# START OF Text block
SUMMARY OF THE INVENTION
[0005] In view of the above-mentioned problem, the present
invention provides a semiconductor device comprising a
semiconductor substrate having an NMOS region and a PMOS region
which are isolated from each other, a first gate stack formed on
the semiconductor substrate in the NMOS region, and a second gate
stack formed on the semiconductor substrate in the PMOS region. The
first gate stack comprises a first interface layer, a first high-k
gate dielectric layer formed on the first interface layer, and a
first gate layer formed on the first high-k gate dielectric layer,
said first gate layer has one or more layers. The second gate stack
comprises a second high-k gate dielectric layer, and a second gate
layer formed on the second high-k gate dielectric layer, said
second gate layer has one or more layers. The first interface layer
is formed of one selected from the group consisting of SiO.sub.2
and SiON.sub.X. The first interface layer has a thickness of about
0.2-1.0 nm, preferably about 0.2-0.8 nm, and most preferably about
0.2-0.7 nm.
[0006] The present invention further provides a semiconductor
device comprising a semiconductor substrate having an NMOS region
and a PMOS region which are isolated from each other, a first gate
stack formed on the semiconductor substrate in the NMOS region and
a second gate stack formed on the semiconductor substrate in the
PMOS region. The first gate stack comprises a first interface
layer, a first high-k gate dielectric layer formed on the first
interface layer, and a first gate layer formed on the first high-k
gate dielectric layer, said first gate layer has one or more
layers. The second gate stack comprises a second interface layer, a
second high-k gate dielectric layer formed on the second interface
layer, and a second gate layer formed on the second high-k gate
dielectric layer, said second gate layer has one or more layers.
The second interface layer has a dielectric constant higher than
that of the first interface layer. The first interface layer is
formed of one selected from the group consisting of SiO.sub.2 and
SiON.sub.X. The first interface layer has a thickness of about
0.2-1.0 nm, preferably about 0.2-0.8 nm, and most preferably about
0.2-0.7 nm. The second interface layer is formed of one selected
from the group consisting of AlN.sub.X, Si.sub.3N.sub.4,
SiON.sub.X, HfAlO.sub.X, HfZrO.sub.X, HfSiO.sub.X and a combination
thereof. The second interface layer has a thickness of about 0.2-2
nm, preferably about 0.2-1 nm, and most preferably about 0.2-0.7
nm.
[0007] With the device structure of the present invention, the NMOS
region and the PMOS region of the semiconductor substrate use
interface layers of different thicknesses or different materials,
which not only effectively reduces EOT of the device, especially
EOT of the PMOS device, but also increases the electron mobility of
the device, especially the electron mobility of the NMOS device,
thereby effectively improving the overall performance of the
device.
BRIEF DESCRIPTION OF THE DRAWINGS
[0008] FIG. 1 schematically illustrates the structure of the
semiconductor device according to a first embodiment of the present
invention;
[0009] FIGS. 2-9 schematically illustrate the respective
fabrication stages of the semiconductor device of the first
embodiment of the present invention;
[0010] FIG. 10 schematically illustrates the structure of the
semiconductor device according to a second embodiment of the
present invention;
[0011] FIGS. 11-18 schematically illustrate the respective
fabrication stages of the semiconductor device of the second
embodiment of the present invention.
# END OF Text block
▸ Things to do:
1/ Answer these questions about the semiconductor device text:
(a) Which two regions does the semiconductor substrate have?
(b) What is the most preferred thickness range for the second interface layer?
(c) Which figures show the fabrication stages of the second embodiment?
2/ Resume the semiconductor device text after its last sentence by writing the passage that would follow.
# START OF Material supplied
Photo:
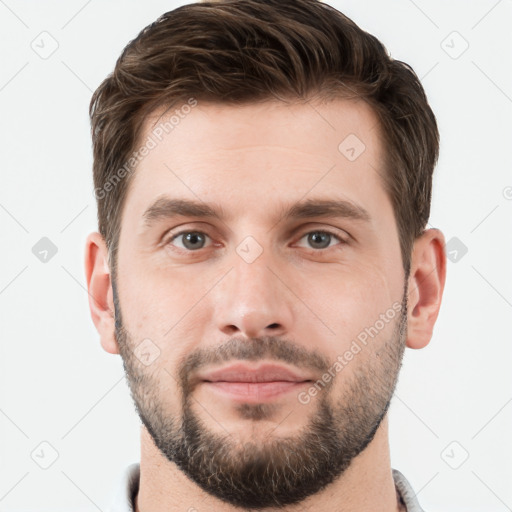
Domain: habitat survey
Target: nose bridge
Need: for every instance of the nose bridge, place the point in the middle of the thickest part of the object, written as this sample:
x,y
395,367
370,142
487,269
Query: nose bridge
x,y
252,300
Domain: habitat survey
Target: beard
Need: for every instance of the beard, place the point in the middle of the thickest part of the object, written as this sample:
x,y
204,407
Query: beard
x,y
276,471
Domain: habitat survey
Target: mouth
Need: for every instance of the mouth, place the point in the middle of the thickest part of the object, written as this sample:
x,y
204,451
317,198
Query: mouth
x,y
243,383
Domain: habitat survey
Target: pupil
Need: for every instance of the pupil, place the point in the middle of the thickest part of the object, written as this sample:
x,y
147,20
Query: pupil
x,y
192,238
315,236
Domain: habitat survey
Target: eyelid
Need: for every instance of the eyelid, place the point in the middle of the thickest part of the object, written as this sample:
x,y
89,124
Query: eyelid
x,y
343,240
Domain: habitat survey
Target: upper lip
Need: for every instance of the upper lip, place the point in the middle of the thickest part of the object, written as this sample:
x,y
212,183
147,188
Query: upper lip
x,y
241,372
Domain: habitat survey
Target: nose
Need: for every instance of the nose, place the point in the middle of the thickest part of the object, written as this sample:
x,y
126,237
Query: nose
x,y
253,300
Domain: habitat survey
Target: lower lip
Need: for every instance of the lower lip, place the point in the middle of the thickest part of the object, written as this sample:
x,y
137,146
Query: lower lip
x,y
254,392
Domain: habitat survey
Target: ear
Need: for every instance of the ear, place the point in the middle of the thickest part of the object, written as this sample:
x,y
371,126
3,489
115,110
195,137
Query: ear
x,y
99,285
426,285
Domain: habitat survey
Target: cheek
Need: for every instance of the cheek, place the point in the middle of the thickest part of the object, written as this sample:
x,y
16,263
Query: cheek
x,y
350,300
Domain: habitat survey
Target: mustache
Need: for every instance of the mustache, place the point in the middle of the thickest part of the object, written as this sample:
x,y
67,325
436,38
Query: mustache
x,y
251,349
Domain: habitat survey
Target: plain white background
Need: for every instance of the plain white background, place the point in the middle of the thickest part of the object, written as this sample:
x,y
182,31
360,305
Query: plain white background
x,y
451,417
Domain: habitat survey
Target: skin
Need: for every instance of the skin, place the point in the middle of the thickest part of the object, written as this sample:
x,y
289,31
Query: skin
x,y
254,161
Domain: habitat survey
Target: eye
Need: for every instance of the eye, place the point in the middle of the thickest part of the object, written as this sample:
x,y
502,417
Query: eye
x,y
190,240
321,239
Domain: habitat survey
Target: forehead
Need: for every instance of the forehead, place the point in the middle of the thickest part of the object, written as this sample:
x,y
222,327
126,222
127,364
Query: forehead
x,y
266,150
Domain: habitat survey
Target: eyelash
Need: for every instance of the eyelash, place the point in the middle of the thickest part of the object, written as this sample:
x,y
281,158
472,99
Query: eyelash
x,y
322,231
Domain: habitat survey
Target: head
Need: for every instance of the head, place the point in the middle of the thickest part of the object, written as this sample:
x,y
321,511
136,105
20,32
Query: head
x,y
256,130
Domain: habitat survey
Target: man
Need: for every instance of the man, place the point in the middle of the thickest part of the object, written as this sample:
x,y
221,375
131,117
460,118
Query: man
x,y
263,171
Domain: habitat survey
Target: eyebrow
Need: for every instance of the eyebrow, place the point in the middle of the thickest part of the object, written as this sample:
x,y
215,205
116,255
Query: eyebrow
x,y
168,208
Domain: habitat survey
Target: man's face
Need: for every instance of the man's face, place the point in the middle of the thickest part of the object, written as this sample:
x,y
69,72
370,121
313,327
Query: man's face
x,y
320,292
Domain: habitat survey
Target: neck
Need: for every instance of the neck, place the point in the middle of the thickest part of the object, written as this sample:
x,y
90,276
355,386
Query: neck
x,y
367,485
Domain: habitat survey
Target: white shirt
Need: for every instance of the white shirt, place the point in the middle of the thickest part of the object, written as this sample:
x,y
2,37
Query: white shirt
x,y
128,487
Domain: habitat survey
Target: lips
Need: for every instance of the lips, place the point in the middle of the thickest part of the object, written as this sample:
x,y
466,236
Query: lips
x,y
242,372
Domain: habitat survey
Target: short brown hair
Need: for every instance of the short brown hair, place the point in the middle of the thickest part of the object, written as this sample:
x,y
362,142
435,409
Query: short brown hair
x,y
243,51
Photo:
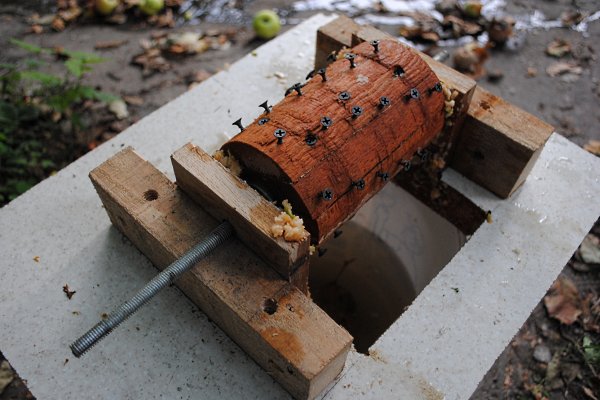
# END OF Material supplied
▸ Task-by-task results:
1/
(a) An NMOS region and a PMOS region, isolated from each other.
(b) About 0.2-0.7 nm.
(c) FIGS. 11-18.

2/
DETAILED DESCRIPTION OF THE INVENTION
[0012] The present invention relates to a semiconductor device. The
following disclosure provides many different embodiments or
examples for realizing different structures of the present
invention. To simplify the disclosure of the present invention, the
components and configuration of specific examples are described in
the following text. Of course, they are merely examples and are not
intended to limit the invention. In addition, reference numerals
and/or letters can be repeated in different examples in the present
invention, and such repetition is for the purpose of concision and
clarity, which in itself does not discuss the relationship between
the various embodiments and/or configurations. Furthermore, the
present invention provides examples of various specific techniques
and materials, but those skilled in the art will be aware of the
applicability of other techniques and/or materials. Moreover, the
structure in which the first element is "above" the second element
as described below may include the embodiment where the first and
second elements are formed to be in direct contact, or it may also
include the embodiment where a further element is formed between
the first and second elements, in which case the first and second
elements may not be in direct contact.
[0013] First Embodiment
[0014] Reference is now made to FIG. 1. FIG. 1 schematically shows
the structure of the semiconductor device according to an
embodiment of the present invention. As shown in FIG. 1, the device
comprises a semiconductor substrate 202 having an NMOS region 204
and a PMOS region 206 which are isolated from each other, a first
gate stack 230 formed on the semiconductor substrate 202 in the
NMOS region 204 and a second gate stack 240 formed on the
semiconductor substrate 202 in the PMOS region 206. The first gate
stack 230 comprises a first interface layer 208, a first high-k
gate dielectric layer 212 formed on the first interface layer 208,
and a first gate layer 216 formed on the first high-k gate
dielectric layer 212 and having one or more layers. The second gate
stack 240 comprises a second high-k gate dielectric layer 214 and a
second gate layer 218 formed on the second high-k gate dielectric
layer 214 and having one or more layers. The fabrication and
implementation of said embodiment will be described in detail
below.
[0015] As shown in FIG. 2, a first interface layer 208 is formed on
the semiconductor substrate 202 in the NMOS region 204. The first
interface layer 208 may be directly formed on the substrate 202. In
this embodiment, the first interface layer 208 is formed of
materials containing no or little elements that affects the
electron mobility, such as Si rich SiON.sub.X. Si rich SiON.sub.X
means that the content of Si is higher than the content of N. The
first interface layer 208 has a thickness of about 0.2-1.0 nm,
preferably about 0.2-0.8 nm, and most preferably about 0.2-0.7 nm.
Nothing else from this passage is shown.